(THE TASK) Could you write out the data that follows, exactly and in full?

──────── DATA FOR THE TASK ────────

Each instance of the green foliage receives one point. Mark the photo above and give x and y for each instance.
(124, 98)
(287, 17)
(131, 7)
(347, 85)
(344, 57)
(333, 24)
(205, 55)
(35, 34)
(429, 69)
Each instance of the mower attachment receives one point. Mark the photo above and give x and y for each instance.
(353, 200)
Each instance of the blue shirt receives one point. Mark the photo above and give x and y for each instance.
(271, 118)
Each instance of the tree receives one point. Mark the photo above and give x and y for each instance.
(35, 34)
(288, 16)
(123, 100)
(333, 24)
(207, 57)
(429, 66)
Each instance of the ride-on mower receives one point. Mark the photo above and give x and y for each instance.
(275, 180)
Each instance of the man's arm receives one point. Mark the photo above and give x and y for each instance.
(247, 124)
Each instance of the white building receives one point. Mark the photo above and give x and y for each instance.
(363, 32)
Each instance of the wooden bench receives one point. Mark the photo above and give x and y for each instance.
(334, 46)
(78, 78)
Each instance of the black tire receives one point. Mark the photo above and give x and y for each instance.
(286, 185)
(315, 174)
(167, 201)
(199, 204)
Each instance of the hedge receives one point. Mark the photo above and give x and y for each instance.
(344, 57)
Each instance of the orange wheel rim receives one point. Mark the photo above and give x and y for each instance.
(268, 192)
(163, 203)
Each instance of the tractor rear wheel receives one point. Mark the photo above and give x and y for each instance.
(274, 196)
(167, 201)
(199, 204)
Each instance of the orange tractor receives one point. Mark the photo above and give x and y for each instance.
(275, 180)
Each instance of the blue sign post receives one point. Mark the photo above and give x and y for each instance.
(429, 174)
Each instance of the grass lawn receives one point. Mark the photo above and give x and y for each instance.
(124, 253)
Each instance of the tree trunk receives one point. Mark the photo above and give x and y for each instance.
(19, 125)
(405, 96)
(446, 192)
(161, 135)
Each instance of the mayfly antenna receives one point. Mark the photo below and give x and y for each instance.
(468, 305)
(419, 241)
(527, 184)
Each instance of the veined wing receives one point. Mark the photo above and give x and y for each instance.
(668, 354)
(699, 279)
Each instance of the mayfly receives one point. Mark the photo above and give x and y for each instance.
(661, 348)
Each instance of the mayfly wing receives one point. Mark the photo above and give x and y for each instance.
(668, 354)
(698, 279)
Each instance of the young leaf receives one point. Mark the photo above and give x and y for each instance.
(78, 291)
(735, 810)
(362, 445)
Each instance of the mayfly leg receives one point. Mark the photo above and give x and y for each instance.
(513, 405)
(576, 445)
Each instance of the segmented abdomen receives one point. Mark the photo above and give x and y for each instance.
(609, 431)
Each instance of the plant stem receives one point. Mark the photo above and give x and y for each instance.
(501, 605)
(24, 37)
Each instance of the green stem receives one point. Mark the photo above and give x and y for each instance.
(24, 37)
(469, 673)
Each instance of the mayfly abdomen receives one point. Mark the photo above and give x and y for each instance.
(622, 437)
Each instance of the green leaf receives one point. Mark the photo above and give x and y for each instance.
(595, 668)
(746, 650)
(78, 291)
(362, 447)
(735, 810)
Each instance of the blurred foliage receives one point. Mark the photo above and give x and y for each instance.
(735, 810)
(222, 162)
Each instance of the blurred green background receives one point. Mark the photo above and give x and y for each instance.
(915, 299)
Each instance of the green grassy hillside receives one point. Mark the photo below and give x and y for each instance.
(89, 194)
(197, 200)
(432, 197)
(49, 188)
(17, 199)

────────

(RESULT FOR THIS TASK)
Each instance of the green foliage receives one point. Mark the photo above and give x and y for each instance.
(124, 98)
(287, 17)
(131, 7)
(347, 85)
(344, 57)
(333, 24)
(205, 55)
(35, 34)
(429, 69)
Each instance of the mower attachment receives one point. Mark the photo above and give x and y for each instance.
(353, 200)
Each instance of the blue shirt receives one point. Mark the photo above and give x and y for each instance.
(271, 118)
Each instance of the tree receives one point. Mark the photo above and give x and y for each instance.
(35, 34)
(288, 16)
(123, 100)
(333, 24)
(207, 57)
(429, 66)
Each instance of the ride-on mower receives one point. Mark the photo above and give x and y for each instance.
(275, 180)
Each instance of the man's arm receives one point. Mark the photo above and give x and y for each instance.
(247, 124)
Each instance of the white building receives one point. Mark the photo above and give x and y for each instance.
(363, 32)
Each instance of the wooden bench receives one point. Mark the photo above and give x and y for each instance.
(334, 46)
(78, 78)
Each instance of the black tire receives one point. Mark the photo above and give x and y for each instance.
(286, 185)
(315, 174)
(167, 201)
(199, 204)
Each instance of the hedge receives one point. Mark the photo above and give x and y for each instance.
(344, 57)
Each instance of the orange wheel rim receives one point. Mark the photo above and give x and y for each instance.
(268, 192)
(163, 203)
Each instance of the tractor rear wheel receives one point. Mark the photo above and give x and y for each instance.
(274, 196)
(167, 201)
(199, 204)
Each instance of the orange tractor receives one point. Mark the photo above and give x and y for each instance.
(275, 180)
Each instance of the blue sign post receives one point. Mark the photo above and give x and y for each instance.
(429, 174)
Each instance of the grass lawn receives one point. Mark the photo above and give x and y for each instance.
(124, 253)
Each instance of the tree trunk receives one point. Mark the photo above and give x and y for each instance.
(19, 125)
(405, 96)
(446, 192)
(161, 135)
Each instance of the mayfly antenna receives one point. Mark the photo below and give x and y for each instance.
(468, 305)
(419, 241)
(527, 184)
Each instance of the veined wing receives one point. Mark the photo above and give x and y for each instance.
(668, 354)
(699, 279)
Each instance of the mayfly receives one point. Mark the photo above and give x and y for each instance.
(661, 348)
Each instance of the mayfly wing receives one point. Mark the photo above and give x and y for each instance.
(668, 354)
(698, 279)
Each instance of the young leaf receives one point. Mark the photo above and give x and y for each instance.
(78, 291)
(735, 810)
(362, 445)
Each instance of the mayfly leg receives one point. Mark the photo above and give x and y for each instance.
(513, 405)
(576, 445)
Each instance of the segmented abdomen receives one point. Mark the photo above and give x and y for each instance.
(609, 431)
Each instance of the plant stem receives one point. Mark the photo above and give x and y for each instance.
(501, 605)
(24, 37)
Each instance of the green stem receives one point. Mark the photo above and give x and y for each instance.
(24, 37)
(469, 673)
Each instance of the mayfly abdomen receives one point. Mark the photo above and give x and y for each instance.
(622, 437)
Each instance of the green leaf receives one point. Mark the photo above and give x and y for each instance.
(595, 668)
(746, 650)
(78, 291)
(362, 447)
(735, 810)
Each instance of the blurred foliage receives one point. Mark the photo above and give x and y for each instance.
(735, 810)
(222, 162)
Each instance of the blurred green background receives one point. Mark the photo above and give x and y for each instance.
(915, 299)
Each instance of the green grassy hillside receives one point. Mark the photo below and give x and y for each instance.
(89, 194)
(197, 200)
(432, 197)
(49, 188)
(17, 199)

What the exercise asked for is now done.